Written request – All records are to be retyped faithfully and completely.

====== Data provided ======

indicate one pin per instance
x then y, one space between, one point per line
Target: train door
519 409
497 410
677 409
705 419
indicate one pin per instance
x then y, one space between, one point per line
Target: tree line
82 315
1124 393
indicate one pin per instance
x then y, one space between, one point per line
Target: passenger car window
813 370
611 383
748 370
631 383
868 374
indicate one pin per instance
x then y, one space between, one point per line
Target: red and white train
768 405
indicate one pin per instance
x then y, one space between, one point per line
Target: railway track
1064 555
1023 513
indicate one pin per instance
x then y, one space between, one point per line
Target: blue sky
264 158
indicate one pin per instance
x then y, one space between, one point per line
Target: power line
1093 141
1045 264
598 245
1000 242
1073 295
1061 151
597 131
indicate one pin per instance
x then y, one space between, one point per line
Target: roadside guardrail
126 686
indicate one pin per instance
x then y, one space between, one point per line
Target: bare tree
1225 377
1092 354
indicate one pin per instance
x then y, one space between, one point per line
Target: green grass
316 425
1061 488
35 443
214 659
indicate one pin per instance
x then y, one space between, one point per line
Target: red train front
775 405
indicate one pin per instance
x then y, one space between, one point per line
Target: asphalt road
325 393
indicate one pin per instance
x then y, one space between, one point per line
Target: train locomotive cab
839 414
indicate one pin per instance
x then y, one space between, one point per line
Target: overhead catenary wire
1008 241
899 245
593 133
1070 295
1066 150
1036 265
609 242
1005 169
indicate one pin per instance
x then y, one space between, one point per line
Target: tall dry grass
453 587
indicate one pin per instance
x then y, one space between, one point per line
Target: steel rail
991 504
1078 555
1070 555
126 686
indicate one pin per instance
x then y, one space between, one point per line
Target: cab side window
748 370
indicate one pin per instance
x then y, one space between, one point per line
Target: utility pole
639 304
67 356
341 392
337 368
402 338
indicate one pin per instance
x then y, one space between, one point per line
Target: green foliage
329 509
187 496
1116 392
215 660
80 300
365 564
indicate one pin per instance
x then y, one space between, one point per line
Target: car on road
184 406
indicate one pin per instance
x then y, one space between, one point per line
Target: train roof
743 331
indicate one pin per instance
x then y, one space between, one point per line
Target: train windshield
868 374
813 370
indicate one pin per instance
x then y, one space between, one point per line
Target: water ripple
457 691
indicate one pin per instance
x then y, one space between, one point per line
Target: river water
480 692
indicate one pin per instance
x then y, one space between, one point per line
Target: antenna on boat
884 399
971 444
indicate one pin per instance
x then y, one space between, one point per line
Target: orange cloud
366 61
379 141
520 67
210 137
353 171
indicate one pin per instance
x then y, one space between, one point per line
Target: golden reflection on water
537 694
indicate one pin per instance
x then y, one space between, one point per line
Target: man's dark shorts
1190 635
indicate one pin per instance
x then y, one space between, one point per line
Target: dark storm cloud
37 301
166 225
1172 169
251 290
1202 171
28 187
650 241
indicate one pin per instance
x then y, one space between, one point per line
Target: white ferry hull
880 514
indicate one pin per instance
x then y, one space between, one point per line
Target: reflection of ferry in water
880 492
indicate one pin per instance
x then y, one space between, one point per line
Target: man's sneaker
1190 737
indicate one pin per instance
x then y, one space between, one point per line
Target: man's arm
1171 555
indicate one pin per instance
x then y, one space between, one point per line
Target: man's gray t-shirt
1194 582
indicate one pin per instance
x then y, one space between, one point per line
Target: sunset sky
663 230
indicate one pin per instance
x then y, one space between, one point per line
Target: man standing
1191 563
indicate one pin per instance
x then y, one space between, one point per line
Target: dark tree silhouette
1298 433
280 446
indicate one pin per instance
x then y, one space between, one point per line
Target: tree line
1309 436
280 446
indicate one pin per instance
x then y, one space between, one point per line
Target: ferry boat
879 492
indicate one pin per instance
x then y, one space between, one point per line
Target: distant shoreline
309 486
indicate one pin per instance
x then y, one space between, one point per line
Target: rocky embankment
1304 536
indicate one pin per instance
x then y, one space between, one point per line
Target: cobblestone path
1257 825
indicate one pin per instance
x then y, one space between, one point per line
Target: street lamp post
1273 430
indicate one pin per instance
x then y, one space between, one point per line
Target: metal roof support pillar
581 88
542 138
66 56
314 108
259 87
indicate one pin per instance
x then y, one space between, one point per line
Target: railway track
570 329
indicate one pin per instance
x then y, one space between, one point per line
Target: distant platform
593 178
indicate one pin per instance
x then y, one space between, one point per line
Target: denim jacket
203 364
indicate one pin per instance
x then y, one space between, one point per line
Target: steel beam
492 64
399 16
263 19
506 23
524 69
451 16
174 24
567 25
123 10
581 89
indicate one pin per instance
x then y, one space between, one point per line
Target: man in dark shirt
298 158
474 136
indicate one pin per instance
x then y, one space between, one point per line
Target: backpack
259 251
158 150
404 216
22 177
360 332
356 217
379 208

======

The reply –
indicate one pin per instance
x then y, one space between, one point per line
Target: train door
519 409
497 410
677 409
705 419
indicate one pin per instance
x then y, one space between, one point per line
Target: tree line
82 315
1124 393
indicate one pin per instance
x then y, one space between, one point per line
Target: passenger car window
813 370
611 383
748 370
631 383
868 374
indicate one pin per instance
x then y, one space between, one point per line
Target: red and white train
768 405
indicate one pin per instance
x then y, one space between, one point per line
Target: railway track
1064 555
1023 513
indicate one pin per instance
x then y, one space between, one point per line
Target: blue sky
264 158
indicate one pin per instance
x then y, one space between, one point per line
Target: power line
1093 141
1045 264
598 245
1000 242
1073 295
1061 151
597 131
indicate one pin per instance
x then y, one space between, one point per line
Target: roadside guardrail
126 686
indicate one pin per instance
x then y, one space between, one point per line
Target: bare tree
1225 377
1092 354
indicate one pin per instance
x then y, one space between, one point per line
Target: green grass
316 425
1061 488
35 443
214 659
indicate one pin per instance
x then y, one space between, one point per line
Target: red train front
775 405
indicate one pin per instance
x then y, one space between, one point per line
Target: asphalt road
325 393
indicate one pin per instance
x then y, one space between, one point per line
Target: train locomotive cab
839 414
indicate one pin per instance
x then y, one space between, one point per line
Target: overhead catenary wire
1008 241
899 245
593 133
1070 295
1066 150
1036 265
609 242
1005 169
indicate one pin per instance
x then y, one space between, one point per line
Target: tall dry grass
453 587
indicate one pin per instance
x then y, one space between, one point per line
Target: steel rail
991 504
1078 555
1070 555
126 686
indicate one pin per instance
x then y, one space between, one point per line
Target: cab side window
748 370
indicate one pin per instance
x then y, one space between, one point per line
Target: utility pole
639 304
67 356
341 392
337 368
402 338
indicate one pin per instance
x then y, one space between, one point per line
Target: green foliage
329 509
187 496
1116 392
215 660
80 300
365 564
indicate one pin per instance
x then y, one space between, one point per line
Target: car on road
184 406
indicate one pin per instance
x then y, one space between, one point per line
Target: train roof
743 331
indicate one pin per instance
x then y, one space between, one point per line
Target: train windshield
868 374
813 370
indicate one pin per instance
x then y, one space between, one point per line
Target: water ripple
457 691
indicate one pin per instance
x then y, one space between, one point per line
Target: river water
480 692
indicate one pin per instance
x then y, one space between, one point per line
Target: antenna on boat
884 399
971 444
indicate one pin per instance
x then y, one space between, one point per line
Target: orange cloud
366 61
379 141
520 67
210 137
353 171
indicate one pin per instance
x then y, one space between, one point per line
Target: golden reflection on water
537 694
indicate one pin per instance
x then y, one space between, one point per line
Target: man's dark shorts
1190 635
indicate one pin per instance
x then y, one space between, one point per line
Target: dark storm cloud
37 301
166 225
1172 169
251 290
1202 171
28 187
650 241
indicate one pin per instance
x then y, one space between, one point per line
Target: white ferry hull
880 514
indicate one pin per instance
x then y, one space between, one point per line
Target: reflection of ferry in water
880 492
indicate one pin per instance
x then y, one space between, one point per line
Target: man's sneaker
1190 737
indicate one pin per instance
x then y, one space between, one point per line
Target: man's arm
1171 555
indicate one pin per instance
x then y, one space between, one point per line
Target: man's gray t-shirt
1194 582
indicate one pin per instance
x then y, one space between, one point per line
Target: sunset sky
663 230
indicate one pin per instance
x then y, one space between, one point per line
Target: man standing
1191 563
indicate one pin per instance
x then y, one space between, one point per line
Target: dark tree silhouette
1298 433
280 446
indicate one pin per instance
x then y, one space between, one point per line
Target: tree line
1309 436
280 446
indicate one pin per instance
x then y, one space between, one point per line
Target: ferry boat
879 492
indicate one pin per instance
x then y, one space between, one point per line
Target: distant shoreline
309 486
indicate one pin per instance
x then y, one space between, one point per line
Target: rocky embankment
1304 536
indicate one pin per instance
x then y, one space between, one point per line
Target: cobblestone path
1257 825
indicate one pin per instance
x then y, one space between, one point per line
Target: street lamp post
1273 430
indicate one pin per instance
x then y, one space between, one point per line
Target: metal roof support pillar
581 88
542 138
66 56
314 108
259 87
indicate one pin per instance
x then y, one space between, one point per line
Target: railway track
570 329
indicate one pin per instance
x then y, one space between, one point per line
Target: distant platform
593 178
indicate one pin per instance
x then y, one space between, one point per line
Target: denim jacket
203 364
indicate one pin per instance
x then y, one space between, one point per line
Target: steel beam
492 64
399 16
263 19
506 23
524 69
451 16
174 24
567 25
123 10
581 89
indicate one pin per instance
x then y, one space between, one point per line
Target: man in dark shirt
298 158
474 136
indicate one pin per instance
x then y, one space between, one point per line
Target: backpack
259 251
158 150
404 216
22 177
360 332
356 217
379 208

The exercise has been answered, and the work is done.